SOURCE EXTRACT:
====================
How to work from home when the kids are around
With the UK back in lockdown and schools reverting to remote learning, parents are once again having to juggle kids and career.
Although many of us are now familiar with the dual demands of working from home and childcare, it’s still a tricky thing to get the balance right.
The carefully choreographed day you may have enjoyed over the past few months will now have to incorporate noisy kids clamouring for your attention, or bored teenagers who lack motivation.
So how are you to cope when the worlds of parenting and work collide? The answer, to some extent, will depend on the age of your children and whether you are sharing the load with a partner. But here are some ideas to relieve the potential stress.
Digital parenting advice straight to your inbox
A flexible approach to working hours
It may sound daunting, but it will make life easier if you are able to extend your working hours beyond the usual 9 to 5 routine. This could involve starting at 7.30am or finishing at 7.30pm, but it would free up some time during the day to devote to your kids. Just make sure you let work colleagues know when you’re taking a break and don’t miss any scheduled meetings. And also make sure to timetable some relaxation or pampering at the end of what will be a very long day.
Keeping to a routine
You can’t hope to model your daily life on a school timetable, but kids like structure – so make sure they know what to expect each day. If you build in plenty of breaks and things to look forward to, they are more likely to go along with the plan and leave you alone when you’re working.
Break down their day into manageable chunks, depending on their age. No young child can be expected to focus on the same grammar workbook for an hour at a time, or to spend long periods of time on any school work. Avoid resistance and boredom by interspersing outdoor activities, art projects, online chats with friends, gaming and TV time.
It’s not easy to think of diverting activities when you’re feeling stressed or trying to meet a work deadline, so make a list of ideas and resources and share them with other parents. After all, this third lockdown is likely to last for a couple of months at least.
No one is expecting you to replicate the role of a teacher, so be creative in your definition of education. Writing postcards to elderly neighbours, building a model of your house in Minecraft, devising a puppet show or growing seeds in a yoghurt pot are all valuable experiences.
There are plenty of resources to help you with this:
- Children’s author Michael Rosen has many hours’ worth of stories, poems, songs and jokes – all free on Youtube
- Get a free ‘Art is where the home is’ activity pack with creative ideas from leading artists such as Grayson Perry, Antony Gormley and Gillian Wearing
- Free online dance performances and workshops for all ages
- Keep an eye on the BBC’s Culture in Quarantine site for all the latest ideas
- Many museums and galleries have online resources and virtual tours available during the shut down – for instance the Science Museum, Natural History Museum and British Museum
- And, of course, don’t forget the resources available on Parent Zone – including Google’s Be Internet Legends programme and Telenor’s Digiworld curriculum, each of which was developed in partnership with Parent Zone.
====================
DATA PROVIDED:
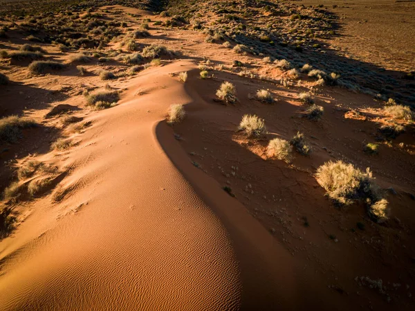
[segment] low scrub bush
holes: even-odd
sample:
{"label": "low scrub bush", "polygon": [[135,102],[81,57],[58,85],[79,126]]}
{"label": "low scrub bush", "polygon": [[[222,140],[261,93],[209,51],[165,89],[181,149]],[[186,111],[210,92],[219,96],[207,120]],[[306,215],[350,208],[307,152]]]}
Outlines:
{"label": "low scrub bush", "polygon": [[273,94],[266,89],[259,89],[257,91],[257,99],[262,103],[272,103],[274,101]]}
{"label": "low scrub bush", "polygon": [[293,147],[285,139],[274,139],[270,141],[266,151],[269,157],[288,163],[292,158]]}
{"label": "low scrub bush", "polygon": [[229,82],[224,82],[216,90],[216,95],[221,100],[234,103],[237,101],[237,89],[235,86]]}
{"label": "low scrub bush", "polygon": [[13,143],[21,134],[21,129],[36,126],[36,123],[17,116],[0,118],[0,143]]}
{"label": "low scrub bush", "polygon": [[242,130],[248,137],[261,137],[266,132],[265,121],[257,116],[246,114],[239,123],[239,130]]}
{"label": "low scrub bush", "polygon": [[29,65],[29,71],[34,75],[42,75],[49,71],[62,70],[66,68],[64,64],[51,61],[36,61]]}
{"label": "low scrub bush", "polygon": [[327,195],[340,204],[348,205],[355,200],[364,199],[371,205],[380,199],[369,168],[363,172],[353,164],[330,161],[317,168],[315,178]]}
{"label": "low scrub bush", "polygon": [[311,152],[311,148],[307,145],[304,134],[297,132],[297,134],[291,139],[290,143],[295,148],[295,150],[303,155],[309,154]]}
{"label": "low scrub bush", "polygon": [[185,107],[183,105],[172,105],[169,109],[167,122],[171,124],[178,123],[185,118]]}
====================
TASK LIST:
**a)** Which three museums does the article on working from home with children give as examples of offering online resources and virtual tours?
**b)** Carry on writing the article on working from home with children, starting right after its last list item.
The records above come from a different source than the article on working from home with children.

THE RESULTS:
**a)** The Science Museum, the Natural History Museum and the British Museum.

**b)**
Technology may be the greatest way of occupying your children, but it is important to balance this with time away from a screen, being active and, if the weather allows, in the fresh air.
If you have a garden, provide balls, skipping ropes, hoops or beanbags. There’s no need for expensive equipment – you can chalk out grids for hopscotch or noughts and crosses, set up a row of water-filled plastic bottles for skittles or organise a scavenger hunt.
If you have no outdoor space, find time to go for a walk, a run or a cycle ride. Set daily challenges, chart progress and reward achievement. It doesn’t matter whether you are walking around the block or through a wood, any open space will help clear the mind and any physical activity will stimulate a sense of well-being.
Share the load
It will probably ease the situation if you treat your kids as part of the team; show them that you are facing challenges together as a family. Perhaps they could help around the house with vacuuming, washing up or cleaning the car. You may be surprised that they actually want to help when these things sound more like a shared activity than a chore or a punishment.
Maybe get them to help you devise a suitable soundtrack to accompany these tasks. If you are trying to work and can’t concentrate with loud music, introduce them to the idea of silent discos!
You could also involve your children in devising the week’s timetable and choosing a daily theme. If you have more than one child, they could take turns in organising the outdoor activity, selecting the audiobook, TV programme or board game. Giving them responsibility for these decisions should also help avoid the inevitable arguments between siblings.
Most importantly, do not expect too much of yourself or your children: you cannot do the impossible. Managing a work-life balance has never been harder and the stress of overload can lead to feelings of failure on every front. Our own research, conducted with Ipsos MORI last year, found that nearly a third (30%) of working parents said the demands of lockdown had impacted negatively their ability to do their job.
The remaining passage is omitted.